Could you extract the passage of the tcpwrappers post between "IPtables has just" and "to mess with).", inclusive, word for word?

Document text:
<<<<

Maybe it's time to get rid of tcpwrappers/tcpd?

Nicolas Mailhot nicolas.mailhot at laposte.net
Mon Mar 24 11:48:58 UTC 2014


Le Jeu 20 mars 2014 20:44, Stephen John Smoogen a écrit :

> I am giving you a standard enterprise problem.

I can confirm that thanks to the stability of the config file, tcpwrappers
is widely used here.

IPtables has just started getting some adoption (after years of turf wars
between firewall admin and server admins) but I'm not confident a lot of
projects will really use it (unfortunately, iptables did *not* have
clearly defined configuration rules, so it's a free-for-all a lot of
projects do not want to mess with).

Selinux is the future that will arrive someday when someone dares making
it mandatory (and accepts the inevitable fallout when enterprisey stuff
like Oracle and friends start failing right and left)

I really wish there was less energy spent on what the code looks from the
inside and more than providing stable easy to use user interface. You can
rewrite code twenty times no one will care as long as the interface is
familiar. Break configuration syntax or other interfaces, however, and all
hell breaks loose.

>>>>

Stored records:

<<<<

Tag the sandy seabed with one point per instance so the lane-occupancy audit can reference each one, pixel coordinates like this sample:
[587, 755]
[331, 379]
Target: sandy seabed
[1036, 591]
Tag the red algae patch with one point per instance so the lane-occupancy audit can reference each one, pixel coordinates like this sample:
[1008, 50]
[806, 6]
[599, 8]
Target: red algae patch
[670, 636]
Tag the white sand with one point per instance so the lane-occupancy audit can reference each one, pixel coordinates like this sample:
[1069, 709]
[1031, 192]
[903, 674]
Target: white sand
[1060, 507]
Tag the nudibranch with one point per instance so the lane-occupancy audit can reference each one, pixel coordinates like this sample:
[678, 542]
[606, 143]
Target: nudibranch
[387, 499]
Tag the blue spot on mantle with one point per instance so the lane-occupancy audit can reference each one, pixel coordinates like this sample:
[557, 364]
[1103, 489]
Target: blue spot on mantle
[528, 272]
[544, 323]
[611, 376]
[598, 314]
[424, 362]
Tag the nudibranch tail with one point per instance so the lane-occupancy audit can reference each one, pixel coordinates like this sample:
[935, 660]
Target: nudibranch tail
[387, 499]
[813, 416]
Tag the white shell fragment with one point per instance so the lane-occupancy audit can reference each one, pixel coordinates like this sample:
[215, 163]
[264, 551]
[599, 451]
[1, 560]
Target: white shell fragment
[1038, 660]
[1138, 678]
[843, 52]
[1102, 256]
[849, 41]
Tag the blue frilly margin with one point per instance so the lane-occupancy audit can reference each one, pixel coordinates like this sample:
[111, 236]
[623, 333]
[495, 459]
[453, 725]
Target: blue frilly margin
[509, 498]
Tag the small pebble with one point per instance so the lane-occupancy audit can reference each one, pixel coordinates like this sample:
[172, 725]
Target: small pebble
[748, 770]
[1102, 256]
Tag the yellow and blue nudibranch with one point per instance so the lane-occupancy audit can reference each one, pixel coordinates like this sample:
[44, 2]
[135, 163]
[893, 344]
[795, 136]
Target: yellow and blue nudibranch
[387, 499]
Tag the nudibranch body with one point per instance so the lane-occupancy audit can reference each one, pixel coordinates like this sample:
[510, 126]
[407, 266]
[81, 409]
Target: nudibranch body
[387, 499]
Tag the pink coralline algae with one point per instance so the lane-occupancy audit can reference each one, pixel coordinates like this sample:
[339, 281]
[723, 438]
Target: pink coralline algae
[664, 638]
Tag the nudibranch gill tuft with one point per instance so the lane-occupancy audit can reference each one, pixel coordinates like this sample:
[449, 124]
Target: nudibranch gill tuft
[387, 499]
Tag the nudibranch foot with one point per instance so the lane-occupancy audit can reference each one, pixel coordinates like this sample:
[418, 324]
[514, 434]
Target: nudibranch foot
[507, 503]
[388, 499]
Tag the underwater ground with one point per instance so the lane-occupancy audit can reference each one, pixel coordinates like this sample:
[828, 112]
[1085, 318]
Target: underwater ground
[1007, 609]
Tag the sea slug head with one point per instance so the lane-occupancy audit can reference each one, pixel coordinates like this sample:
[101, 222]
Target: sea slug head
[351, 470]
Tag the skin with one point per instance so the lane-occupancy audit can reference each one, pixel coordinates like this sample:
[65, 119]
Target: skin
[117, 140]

>>>>

Response to this task:
IPtables has just started getting some adoption (after years of turf wars
between firewall admin and server admins) but I'm not confident a lot of
projects will really use it (unfortunately, iptables did *not* have
clearly defined configuration rules, so it's a free-for-all a lot of
projects do not want to mess with).